■ WRITTEN REQUEST ■
Output every entry exactly as written, skipping any pictures.

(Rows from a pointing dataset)
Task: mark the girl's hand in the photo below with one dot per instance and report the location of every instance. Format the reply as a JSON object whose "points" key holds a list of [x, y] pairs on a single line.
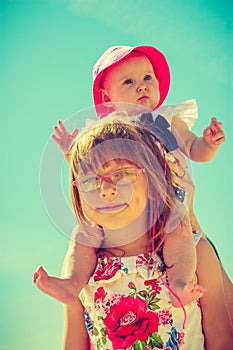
{"points": [[214, 135], [63, 138]]}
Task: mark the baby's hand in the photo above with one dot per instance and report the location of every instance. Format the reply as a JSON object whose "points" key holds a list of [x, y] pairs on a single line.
{"points": [[214, 135], [63, 138]]}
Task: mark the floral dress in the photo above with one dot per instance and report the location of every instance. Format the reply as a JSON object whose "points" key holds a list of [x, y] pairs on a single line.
{"points": [[127, 306]]}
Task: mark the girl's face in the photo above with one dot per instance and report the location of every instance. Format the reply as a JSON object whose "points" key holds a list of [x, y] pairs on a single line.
{"points": [[112, 200], [131, 81]]}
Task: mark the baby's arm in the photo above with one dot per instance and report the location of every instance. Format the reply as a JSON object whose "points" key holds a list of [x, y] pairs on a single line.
{"points": [[64, 139], [216, 321], [199, 149]]}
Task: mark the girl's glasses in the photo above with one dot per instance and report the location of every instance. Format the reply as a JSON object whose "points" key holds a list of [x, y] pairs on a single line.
{"points": [[118, 177]]}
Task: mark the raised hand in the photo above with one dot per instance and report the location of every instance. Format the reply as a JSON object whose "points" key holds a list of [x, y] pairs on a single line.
{"points": [[214, 135], [63, 138]]}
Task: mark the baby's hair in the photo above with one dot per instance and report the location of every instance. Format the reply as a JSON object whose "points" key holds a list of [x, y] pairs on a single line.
{"points": [[124, 141]]}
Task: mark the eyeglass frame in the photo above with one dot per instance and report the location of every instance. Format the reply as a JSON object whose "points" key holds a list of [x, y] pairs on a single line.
{"points": [[109, 179]]}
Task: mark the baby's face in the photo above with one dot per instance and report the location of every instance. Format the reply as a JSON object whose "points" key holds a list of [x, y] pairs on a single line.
{"points": [[131, 81]]}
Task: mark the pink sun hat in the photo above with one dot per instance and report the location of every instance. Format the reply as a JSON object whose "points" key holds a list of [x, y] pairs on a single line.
{"points": [[116, 54]]}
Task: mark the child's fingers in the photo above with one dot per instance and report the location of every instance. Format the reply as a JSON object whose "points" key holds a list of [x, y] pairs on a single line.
{"points": [[61, 125], [74, 133], [218, 138], [56, 139], [58, 131]]}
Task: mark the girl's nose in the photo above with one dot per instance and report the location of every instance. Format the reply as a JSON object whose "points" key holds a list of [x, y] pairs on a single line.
{"points": [[108, 190]]}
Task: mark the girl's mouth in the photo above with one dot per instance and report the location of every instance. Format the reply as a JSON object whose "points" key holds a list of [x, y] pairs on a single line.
{"points": [[143, 98], [112, 208]]}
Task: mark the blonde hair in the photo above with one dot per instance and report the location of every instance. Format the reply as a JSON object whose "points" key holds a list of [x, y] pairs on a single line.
{"points": [[119, 139]]}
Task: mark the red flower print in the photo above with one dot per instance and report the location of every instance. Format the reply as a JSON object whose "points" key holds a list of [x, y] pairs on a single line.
{"points": [[100, 294], [107, 269], [154, 285], [129, 321]]}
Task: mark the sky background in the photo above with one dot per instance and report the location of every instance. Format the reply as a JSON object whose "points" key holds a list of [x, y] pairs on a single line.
{"points": [[47, 51]]}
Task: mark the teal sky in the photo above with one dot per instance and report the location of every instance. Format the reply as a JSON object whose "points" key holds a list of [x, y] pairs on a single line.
{"points": [[47, 51]]}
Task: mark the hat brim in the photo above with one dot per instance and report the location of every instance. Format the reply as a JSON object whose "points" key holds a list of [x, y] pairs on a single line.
{"points": [[160, 66]]}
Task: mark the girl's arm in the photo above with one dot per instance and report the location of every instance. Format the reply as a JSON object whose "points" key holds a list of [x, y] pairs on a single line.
{"points": [[75, 333], [199, 149], [216, 321]]}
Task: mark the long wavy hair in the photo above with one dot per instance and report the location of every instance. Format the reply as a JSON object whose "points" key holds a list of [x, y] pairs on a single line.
{"points": [[119, 139]]}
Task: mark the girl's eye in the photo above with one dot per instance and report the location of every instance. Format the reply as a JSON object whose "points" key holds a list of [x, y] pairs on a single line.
{"points": [[147, 77], [128, 81]]}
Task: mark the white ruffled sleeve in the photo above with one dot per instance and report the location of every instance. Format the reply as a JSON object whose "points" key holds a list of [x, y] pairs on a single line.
{"points": [[186, 110]]}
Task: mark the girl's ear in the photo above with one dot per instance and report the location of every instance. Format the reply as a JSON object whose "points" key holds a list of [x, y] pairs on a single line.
{"points": [[105, 98]]}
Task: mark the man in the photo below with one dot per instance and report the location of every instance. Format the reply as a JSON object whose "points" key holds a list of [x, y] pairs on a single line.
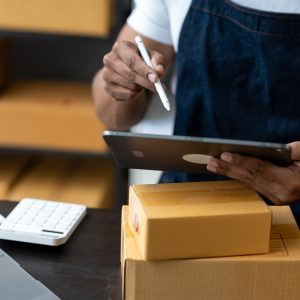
{"points": [[238, 76]]}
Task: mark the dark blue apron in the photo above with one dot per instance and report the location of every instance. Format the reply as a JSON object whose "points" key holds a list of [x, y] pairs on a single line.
{"points": [[238, 76]]}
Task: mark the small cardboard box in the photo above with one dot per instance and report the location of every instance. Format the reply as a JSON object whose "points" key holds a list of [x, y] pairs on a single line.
{"points": [[198, 219], [86, 181], [272, 276], [51, 115], [89, 181], [80, 17]]}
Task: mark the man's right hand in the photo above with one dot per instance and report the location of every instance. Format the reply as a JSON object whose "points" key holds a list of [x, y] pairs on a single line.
{"points": [[125, 74], [119, 87]]}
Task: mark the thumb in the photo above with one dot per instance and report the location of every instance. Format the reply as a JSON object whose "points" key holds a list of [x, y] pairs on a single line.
{"points": [[159, 62], [295, 149]]}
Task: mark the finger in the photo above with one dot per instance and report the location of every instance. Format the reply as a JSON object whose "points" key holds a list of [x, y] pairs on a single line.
{"points": [[115, 78], [127, 51], [159, 62], [114, 63], [295, 149], [119, 92], [258, 174]]}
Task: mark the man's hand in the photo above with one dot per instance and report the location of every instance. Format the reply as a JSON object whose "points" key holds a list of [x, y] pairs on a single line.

■ RESULT OF THE TASK ■
Task: mark the girl's hand in the photo below with one dot per instance and report the location of every instance. Format the reply as a JSON object whose "points" key holds a list of [x, y] pairs on a single line.
{"points": [[214, 135], [63, 138]]}
Task: mark the baby's hand in the photo above with one dot per instance and report the location of every instance. Format the reply as a JSON object whose "points" key holds a list of [x, y] pairs on a single line.
{"points": [[214, 135], [63, 138]]}
Task: mark the floral dress in the photo above with one dot per instance and report the location of every instance. Format the reply as a JSON object whose "points" key holds a list of [x, y] pairs on a single line.
{"points": [[127, 306]]}
Task: mark the girl's face in the photo above with one dot per instance and report the location of every instance. Format the reply as a JSON object whose "points" key holds a list of [x, y] pairs on a single line.
{"points": [[112, 200], [131, 81]]}
Task: mark the baby's arm in the photo above with one dot per instance and report the location of every instance. Format the reply as a JSON object whose "points" key holds a list of [x, y] pairs on a single line.
{"points": [[64, 139], [216, 321], [199, 149]]}
Task: mark the girl's glasses in the photo above with one dot per instance and report the location of every instance. Format the reply as a JSON object whose "points" key holds a list of [x, y] pairs on a single line.
{"points": [[118, 177]]}
Task: mark the raised hand in the photo above with one dot per instance and report the location of every instance. Format the reply as a JSON object whose "points" key holds a list of [x, y] pairs on a single line.
{"points": [[214, 135], [63, 138]]}
Task: mark the baby's hair in the photo above with one dot per instance and report the location of every instance. Format the reply as a JSON object whose "points" key holds a list of [x, y] pairs on a single line.
{"points": [[124, 141]]}
Task: mark the eyeglass frame in the photo above with one dot per instance and report the location of every instance. Format the reply as a JSON object whose "points" key holds a list of [x, y] pairs on a single line.
{"points": [[109, 179]]}
Task: mark the baby's face in the photo above with one dot per instance and report the location of every instance. Format the reply as a JSON object whose "points" key holds a list of [x, y] pairs on a single line.
{"points": [[131, 81]]}
Task: mark the pink sun hat in the photo above with one dot per instance and report the location of every instance. Format the reply as a JSON object whose "points" key holds a list of [x, y] pairs on a single line.
{"points": [[116, 54]]}
Task: mark the child's fingers in the photo above with one dot per instance and report the location of every instance. Format the reply as a JSON object whose "points" key holds a list of [x, y] pairs on a single line.
{"points": [[61, 125], [74, 133], [218, 138], [56, 139], [58, 131]]}
Task: mark the girl's nose in the photo above with one dot per instance and report the location of every instance. Format the reply as a JSON object whose "points" key holds a list of [x, y] pairs on a single line.
{"points": [[108, 190]]}
Task: mark the girl's mouth in the photo above with one dot per instance and report the location of every instance. Format the reply as a JSON object whose "points" key holds a list of [x, y] pairs on a single line.
{"points": [[143, 98], [112, 208]]}
Task: mark the blonde hair in the photo above with one dot per instance and report the location of every instance. Format the reply as a JSON object whose "points" key holds a list of [x, y] pairs on a single line.
{"points": [[119, 139]]}
Task: mark the red flower print in the photo above with one dot per instance and report the location of every instance. Format the reply as a JSON object whose "points" key holds a list of [x, y] pairs on a single line.
{"points": [[100, 294], [107, 269], [154, 285], [129, 321]]}
Task: mark the sky background in the photo above with one dot per instance and report the location of every instance. Format the reply as a JSON object whose "points" key holds a list of [x, y] pairs on a single line.
{"points": [[47, 51]]}
Task: mark the teal sky in the photo above with one dot per instance and report the location of every instance. Format the reply as a JSON object whose "points" key holds a list of [x, y] pairs on a single line.
{"points": [[47, 51]]}
Task: mark the hat brim in the photo above with one dot per instance and report the location of every instance. Format the reply as a JSON object whose "points" key holds a list of [x, y] pairs on a single line.
{"points": [[160, 66]]}
Task: mark the girl's arm in the photo above with one dot per instance and report the location of every instance. Format the reply as a JSON object whose "points" key holds a list of [x, y] pairs on a single line.
{"points": [[75, 333], [199, 149], [216, 321]]}
Task: mark the long wavy hair in the photo above with one dot per instance and report the location of every instance. Format the reply as a JSON object whose "points" key holds a list of [x, y] pairs on a single line.
{"points": [[119, 139]]}
Task: mark the girl's eye in the photo above with one dot per instance and report the location of every instance. Format the reply as a JSON object whose "points" key holds a list of [x, y] pairs on a single line.
{"points": [[147, 77], [128, 81]]}
Task: mark the white ruffled sleeve in the photo above with one dot per instance and report the location of every instance. Format the reply as a JSON object whose "points" key holds a list of [x, y] pairs on a single line.
{"points": [[186, 110]]}
Task: mark the girl's ear in the photo above with one dot per instance and report the location of every instance. Format the reply as a JSON object whose "points" key holds a list of [x, y] pairs on a single line.
{"points": [[105, 98]]}
Task: mark the man in the photo below with one dot per instance and report the location of every instance. Format the reply as a JSON object whose "points" key holds a list of [x, y] pairs on a single line.
{"points": [[238, 76]]}
Task: mark the dark blue apron in the photo above with one dot per instance and report the location of every instance. Format the reply as a JSON object whose "points" key holds a list of [x, y] pairs on a single line.
{"points": [[238, 76]]}
Task: mark the small cardboard box in the photo above with one dot per instance and report the location of every instance. Format the reply as a JSON object whose "points" key holds a list of [x, y] pairs on a single line.
{"points": [[198, 219], [86, 181], [272, 276], [51, 115], [89, 181], [80, 17]]}
Task: mark the man's right hand in the photo above with one dot per instance and report the location of every instance. Format the reply as a JSON object whose "points" key holds a list of [x, y] pairs on a single line.
{"points": [[125, 74], [119, 87]]}
Task: mark the thumb in the photo above with one dot per instance and report the location of every instance. Format the reply as a JSON object whose "points" key holds a list of [x, y] pairs on a single line.
{"points": [[159, 62], [295, 149]]}
Task: mark the finger in the photo above with one dot per instance and report the location of every instance. Format the reply as a JSON object whose "points" key holds a list of [x, y] pairs on a single line.
{"points": [[115, 78], [127, 51], [159, 62], [114, 63], [295, 149], [119, 92], [258, 174]]}
Task: mark the man's hand in the photo above with one dot per instance and report the location of every instance. Format the reply as a JSON object whose "points" key holds a list of [x, y] pairs on a single line.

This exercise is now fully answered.